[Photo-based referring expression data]
========================================

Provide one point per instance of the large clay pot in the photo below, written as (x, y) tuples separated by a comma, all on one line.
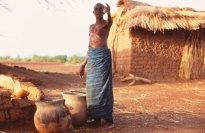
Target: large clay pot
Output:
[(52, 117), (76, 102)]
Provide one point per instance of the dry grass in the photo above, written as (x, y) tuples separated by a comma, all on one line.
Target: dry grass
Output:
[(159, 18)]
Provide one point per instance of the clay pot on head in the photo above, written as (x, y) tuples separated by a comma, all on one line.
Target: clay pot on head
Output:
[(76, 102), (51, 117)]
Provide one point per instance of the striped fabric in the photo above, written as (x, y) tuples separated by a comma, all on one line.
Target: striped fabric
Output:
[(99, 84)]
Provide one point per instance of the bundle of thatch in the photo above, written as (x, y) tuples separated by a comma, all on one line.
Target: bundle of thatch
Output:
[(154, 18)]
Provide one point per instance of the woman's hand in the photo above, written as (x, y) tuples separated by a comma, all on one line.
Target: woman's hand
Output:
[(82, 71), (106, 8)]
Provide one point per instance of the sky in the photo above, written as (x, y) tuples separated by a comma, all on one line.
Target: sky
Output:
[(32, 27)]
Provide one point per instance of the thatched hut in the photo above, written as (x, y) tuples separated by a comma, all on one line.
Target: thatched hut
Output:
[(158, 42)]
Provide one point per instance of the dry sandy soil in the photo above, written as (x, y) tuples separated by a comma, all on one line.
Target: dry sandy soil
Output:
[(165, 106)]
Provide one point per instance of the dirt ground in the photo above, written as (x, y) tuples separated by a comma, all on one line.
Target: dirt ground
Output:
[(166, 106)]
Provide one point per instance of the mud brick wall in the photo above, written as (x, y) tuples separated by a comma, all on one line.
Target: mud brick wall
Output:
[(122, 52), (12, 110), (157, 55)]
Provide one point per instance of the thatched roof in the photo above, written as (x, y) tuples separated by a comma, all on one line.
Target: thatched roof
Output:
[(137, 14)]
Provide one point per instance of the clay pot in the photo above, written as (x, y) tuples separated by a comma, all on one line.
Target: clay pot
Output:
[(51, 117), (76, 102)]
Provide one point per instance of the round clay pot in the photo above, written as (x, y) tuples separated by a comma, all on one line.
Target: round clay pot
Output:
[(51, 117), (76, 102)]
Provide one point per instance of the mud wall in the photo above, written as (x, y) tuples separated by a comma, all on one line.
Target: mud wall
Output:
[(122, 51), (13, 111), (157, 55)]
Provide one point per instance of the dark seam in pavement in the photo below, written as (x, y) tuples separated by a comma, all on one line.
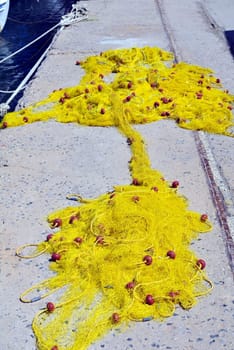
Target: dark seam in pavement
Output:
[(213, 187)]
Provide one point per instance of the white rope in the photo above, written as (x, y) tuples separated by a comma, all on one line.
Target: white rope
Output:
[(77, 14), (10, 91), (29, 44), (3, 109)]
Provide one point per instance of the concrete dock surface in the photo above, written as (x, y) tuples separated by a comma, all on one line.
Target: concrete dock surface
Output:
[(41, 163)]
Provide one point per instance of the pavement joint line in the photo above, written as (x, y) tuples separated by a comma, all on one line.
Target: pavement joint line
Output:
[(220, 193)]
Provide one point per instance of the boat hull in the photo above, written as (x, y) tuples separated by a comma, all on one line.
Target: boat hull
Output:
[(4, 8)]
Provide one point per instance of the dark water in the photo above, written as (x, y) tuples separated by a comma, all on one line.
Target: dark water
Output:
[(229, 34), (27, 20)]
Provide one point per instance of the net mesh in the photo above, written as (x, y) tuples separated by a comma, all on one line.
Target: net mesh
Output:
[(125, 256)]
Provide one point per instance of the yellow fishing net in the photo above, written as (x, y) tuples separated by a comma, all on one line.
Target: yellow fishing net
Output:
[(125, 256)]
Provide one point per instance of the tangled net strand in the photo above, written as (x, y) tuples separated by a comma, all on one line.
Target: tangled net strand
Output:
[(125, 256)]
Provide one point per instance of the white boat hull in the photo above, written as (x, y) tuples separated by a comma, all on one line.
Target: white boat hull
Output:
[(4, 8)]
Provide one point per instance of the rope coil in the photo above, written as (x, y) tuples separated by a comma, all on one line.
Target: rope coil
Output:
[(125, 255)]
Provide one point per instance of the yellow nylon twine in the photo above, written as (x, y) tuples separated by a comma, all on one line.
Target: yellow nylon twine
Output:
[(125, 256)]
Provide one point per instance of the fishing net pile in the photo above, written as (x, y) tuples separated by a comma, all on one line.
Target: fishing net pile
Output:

========================================

Lines that hold the word "seam" are the ones to copy from the entries above.

Provide one point per instance of the dark seam in pavement in the photo below, written as (x, y) tuples separated by a comma, all on one line.
Target: dark seam in pavement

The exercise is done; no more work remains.